Task objective — Reproduce every row below, substituting "quality review" for each occurrence of "accessibility audit" and leaving all other text unchanged.

Excerpted data —

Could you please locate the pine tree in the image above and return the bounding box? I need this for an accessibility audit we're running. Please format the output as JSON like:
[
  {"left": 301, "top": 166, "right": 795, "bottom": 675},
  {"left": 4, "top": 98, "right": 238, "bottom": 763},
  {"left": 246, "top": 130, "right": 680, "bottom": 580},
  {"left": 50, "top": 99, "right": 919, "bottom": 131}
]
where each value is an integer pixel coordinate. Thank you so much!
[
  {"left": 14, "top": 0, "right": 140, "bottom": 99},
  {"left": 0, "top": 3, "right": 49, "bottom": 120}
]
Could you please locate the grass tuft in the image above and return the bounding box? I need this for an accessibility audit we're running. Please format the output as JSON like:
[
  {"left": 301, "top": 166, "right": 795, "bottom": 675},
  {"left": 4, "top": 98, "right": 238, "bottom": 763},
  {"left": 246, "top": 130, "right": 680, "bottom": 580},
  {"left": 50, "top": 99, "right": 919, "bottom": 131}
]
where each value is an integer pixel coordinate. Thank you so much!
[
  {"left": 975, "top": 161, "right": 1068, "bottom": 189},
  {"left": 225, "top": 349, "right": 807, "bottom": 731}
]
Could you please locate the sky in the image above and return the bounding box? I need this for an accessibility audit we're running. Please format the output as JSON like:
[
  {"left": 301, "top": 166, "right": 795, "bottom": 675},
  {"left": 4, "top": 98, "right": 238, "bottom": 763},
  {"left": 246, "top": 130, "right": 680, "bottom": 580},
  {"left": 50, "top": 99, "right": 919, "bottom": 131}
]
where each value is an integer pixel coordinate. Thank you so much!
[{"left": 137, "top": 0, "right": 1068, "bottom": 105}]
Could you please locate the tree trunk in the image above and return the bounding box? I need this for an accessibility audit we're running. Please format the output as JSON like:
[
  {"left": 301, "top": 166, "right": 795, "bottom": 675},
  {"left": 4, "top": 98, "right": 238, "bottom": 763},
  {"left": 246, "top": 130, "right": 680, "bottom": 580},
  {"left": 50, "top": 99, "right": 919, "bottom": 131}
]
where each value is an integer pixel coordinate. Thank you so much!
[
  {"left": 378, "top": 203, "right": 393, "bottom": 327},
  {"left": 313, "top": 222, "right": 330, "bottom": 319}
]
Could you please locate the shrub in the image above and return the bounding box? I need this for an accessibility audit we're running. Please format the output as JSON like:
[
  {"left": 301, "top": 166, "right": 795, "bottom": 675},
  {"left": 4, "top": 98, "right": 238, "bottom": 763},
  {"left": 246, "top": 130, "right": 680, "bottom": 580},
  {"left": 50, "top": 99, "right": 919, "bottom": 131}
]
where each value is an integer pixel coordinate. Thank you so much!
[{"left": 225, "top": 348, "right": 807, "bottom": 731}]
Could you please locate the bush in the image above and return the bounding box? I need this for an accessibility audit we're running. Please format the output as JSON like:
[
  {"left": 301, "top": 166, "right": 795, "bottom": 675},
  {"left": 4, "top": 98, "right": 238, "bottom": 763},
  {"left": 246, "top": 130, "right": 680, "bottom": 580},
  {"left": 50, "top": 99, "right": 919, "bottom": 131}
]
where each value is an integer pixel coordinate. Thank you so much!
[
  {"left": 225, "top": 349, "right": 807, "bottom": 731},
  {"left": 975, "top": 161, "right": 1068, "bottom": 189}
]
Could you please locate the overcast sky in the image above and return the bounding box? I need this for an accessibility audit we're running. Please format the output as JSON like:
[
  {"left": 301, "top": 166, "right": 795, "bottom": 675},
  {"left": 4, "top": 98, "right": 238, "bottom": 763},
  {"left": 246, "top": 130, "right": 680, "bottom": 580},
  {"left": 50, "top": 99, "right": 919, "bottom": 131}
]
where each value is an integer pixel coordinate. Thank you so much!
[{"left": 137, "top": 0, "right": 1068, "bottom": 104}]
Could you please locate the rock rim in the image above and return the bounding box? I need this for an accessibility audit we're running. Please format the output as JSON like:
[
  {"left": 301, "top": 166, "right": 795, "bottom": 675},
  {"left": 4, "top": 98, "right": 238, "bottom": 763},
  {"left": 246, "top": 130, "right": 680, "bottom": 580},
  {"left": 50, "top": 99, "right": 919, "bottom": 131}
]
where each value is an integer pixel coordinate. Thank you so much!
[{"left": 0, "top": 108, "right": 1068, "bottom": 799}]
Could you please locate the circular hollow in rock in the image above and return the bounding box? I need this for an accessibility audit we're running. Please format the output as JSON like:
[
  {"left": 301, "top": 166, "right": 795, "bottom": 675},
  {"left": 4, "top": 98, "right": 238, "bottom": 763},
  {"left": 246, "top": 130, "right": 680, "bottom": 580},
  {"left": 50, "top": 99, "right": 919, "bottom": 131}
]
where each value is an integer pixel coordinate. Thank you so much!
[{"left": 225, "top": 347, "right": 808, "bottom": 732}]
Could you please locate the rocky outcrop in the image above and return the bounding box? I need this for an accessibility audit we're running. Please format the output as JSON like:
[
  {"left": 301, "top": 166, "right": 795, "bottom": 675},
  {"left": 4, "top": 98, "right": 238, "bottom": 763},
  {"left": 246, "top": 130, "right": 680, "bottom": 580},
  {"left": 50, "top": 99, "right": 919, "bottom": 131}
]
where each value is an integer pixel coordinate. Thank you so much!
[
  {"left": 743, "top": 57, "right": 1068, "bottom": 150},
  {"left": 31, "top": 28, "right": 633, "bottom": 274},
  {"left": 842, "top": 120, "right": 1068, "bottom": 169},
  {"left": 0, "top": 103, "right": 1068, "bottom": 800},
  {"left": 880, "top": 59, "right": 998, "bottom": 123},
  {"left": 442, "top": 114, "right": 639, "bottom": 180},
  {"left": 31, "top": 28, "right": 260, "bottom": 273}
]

Problem solution —
Could you please locate the pine tree in the image above and return the bounding box? I need this for an quality review we're running. Please format the output as JSON like:
[
  {"left": 301, "top": 166, "right": 795, "bottom": 675},
  {"left": 4, "top": 98, "right": 238, "bottom": 763},
  {"left": 246, "top": 130, "right": 680, "bottom": 580},
  {"left": 50, "top": 99, "right": 919, "bottom": 131}
]
where each value is an integer pixel coordinate. Thank you so much!
[
  {"left": 14, "top": 0, "right": 140, "bottom": 99},
  {"left": 0, "top": 3, "right": 49, "bottom": 120}
]
Could you please locate the grass tuft in the image above and return the bounding box? I need this for an quality review we're running. Please format the output as JSON like:
[
  {"left": 301, "top": 166, "right": 795, "bottom": 675},
  {"left": 4, "top": 98, "right": 238, "bottom": 763},
  {"left": 246, "top": 130, "right": 680, "bottom": 580},
  {"left": 50, "top": 99, "right": 919, "bottom": 131}
]
where each value is an integer pixel coordinate. Thank you so much!
[
  {"left": 975, "top": 161, "right": 1068, "bottom": 189},
  {"left": 225, "top": 349, "right": 807, "bottom": 731}
]
Could you please locate the sky in the image above and return the bounding box? I need this for an quality review we're running. Please format the output as JSON like:
[
  {"left": 301, "top": 166, "right": 795, "bottom": 675},
  {"left": 4, "top": 98, "right": 238, "bottom": 763},
  {"left": 246, "top": 130, "right": 680, "bottom": 580},
  {"left": 50, "top": 99, "right": 919, "bottom": 131}
]
where each value is an integer pixel coordinate. Thank you so much!
[{"left": 137, "top": 0, "right": 1068, "bottom": 105}]
Could you please locate the tree trunk in the image above and return the bounding box? I need this for an quality review we're running. Please format the output as JSON like:
[
  {"left": 301, "top": 166, "right": 795, "bottom": 675},
  {"left": 4, "top": 98, "right": 238, "bottom": 763},
  {"left": 246, "top": 130, "right": 680, "bottom": 580},
  {"left": 50, "top": 99, "right": 919, "bottom": 131}
]
where each value is an integer pixel coordinate. Thank you so much!
[
  {"left": 378, "top": 203, "right": 393, "bottom": 327},
  {"left": 313, "top": 222, "right": 330, "bottom": 319}
]
Could you please locate the shrub in the image above and return the bounding box? I need this for an quality review we're running. Please format the output as JSON like:
[
  {"left": 301, "top": 166, "right": 795, "bottom": 675},
  {"left": 4, "top": 98, "right": 238, "bottom": 763},
  {"left": 246, "top": 130, "right": 680, "bottom": 580},
  {"left": 50, "top": 99, "right": 919, "bottom": 131}
]
where each value is an integer pixel coordinate. Thank you so much!
[{"left": 225, "top": 348, "right": 807, "bottom": 731}]
Could you please locate the bush in the image above and return the bounding box? I need this for an quality review we're running. Please format the output as JSON like:
[
  {"left": 301, "top": 166, "right": 795, "bottom": 675},
  {"left": 4, "top": 98, "right": 238, "bottom": 763},
  {"left": 246, "top": 130, "right": 680, "bottom": 580},
  {"left": 50, "top": 99, "right": 919, "bottom": 131}
]
where each value is an integer pixel coordinate. Thank you so much!
[
  {"left": 225, "top": 349, "right": 807, "bottom": 731},
  {"left": 975, "top": 161, "right": 1068, "bottom": 189}
]
Could you please locate the overcast sky in the image above and return the bounding box? I need this for an quality review we're running. Please format the output as JSON like:
[
  {"left": 301, "top": 166, "right": 795, "bottom": 675},
  {"left": 4, "top": 98, "right": 238, "bottom": 763},
  {"left": 246, "top": 130, "right": 680, "bottom": 580},
  {"left": 50, "top": 99, "right": 919, "bottom": 131}
]
where each value is an integer pixel coordinate. Thank you so much!
[{"left": 137, "top": 0, "right": 1068, "bottom": 104}]
Could you please locate the rock rim in the image above and return the bounding box? I need this for an quality review we're running. Please format the output as JSON like:
[
  {"left": 301, "top": 166, "right": 795, "bottom": 675},
  {"left": 4, "top": 98, "right": 238, "bottom": 763},
  {"left": 246, "top": 130, "right": 680, "bottom": 580},
  {"left": 50, "top": 99, "right": 919, "bottom": 131}
]
where each value is an integer pixel coordinate. Thank you so much!
[{"left": 0, "top": 108, "right": 1068, "bottom": 799}]
Could you please locate the circular hollow in rock in the image above and return the bounding box? I need this for an quality review we're running. Please format the output as JSON like:
[
  {"left": 301, "top": 166, "right": 795, "bottom": 675},
  {"left": 4, "top": 98, "right": 238, "bottom": 763},
  {"left": 246, "top": 130, "right": 680, "bottom": 580},
  {"left": 50, "top": 99, "right": 919, "bottom": 131}
]
where each value is an integer pixel coordinate. Thank you so much!
[{"left": 225, "top": 347, "right": 808, "bottom": 732}]
Could you please locate the rocky outcrop in the image above and return the bounding box? I need this for an quality review we're running. Please format the output as JSON like:
[
  {"left": 301, "top": 166, "right": 795, "bottom": 675},
  {"left": 4, "top": 98, "right": 238, "bottom": 763},
  {"left": 246, "top": 130, "right": 680, "bottom": 580},
  {"left": 50, "top": 99, "right": 919, "bottom": 131}
]
where each value is an integer pixel coordinate. Thank you so much!
[
  {"left": 743, "top": 57, "right": 1068, "bottom": 150},
  {"left": 31, "top": 28, "right": 633, "bottom": 274},
  {"left": 842, "top": 120, "right": 1068, "bottom": 169},
  {"left": 0, "top": 103, "right": 1068, "bottom": 800},
  {"left": 880, "top": 59, "right": 998, "bottom": 123},
  {"left": 442, "top": 114, "right": 639, "bottom": 180},
  {"left": 31, "top": 28, "right": 260, "bottom": 273}
]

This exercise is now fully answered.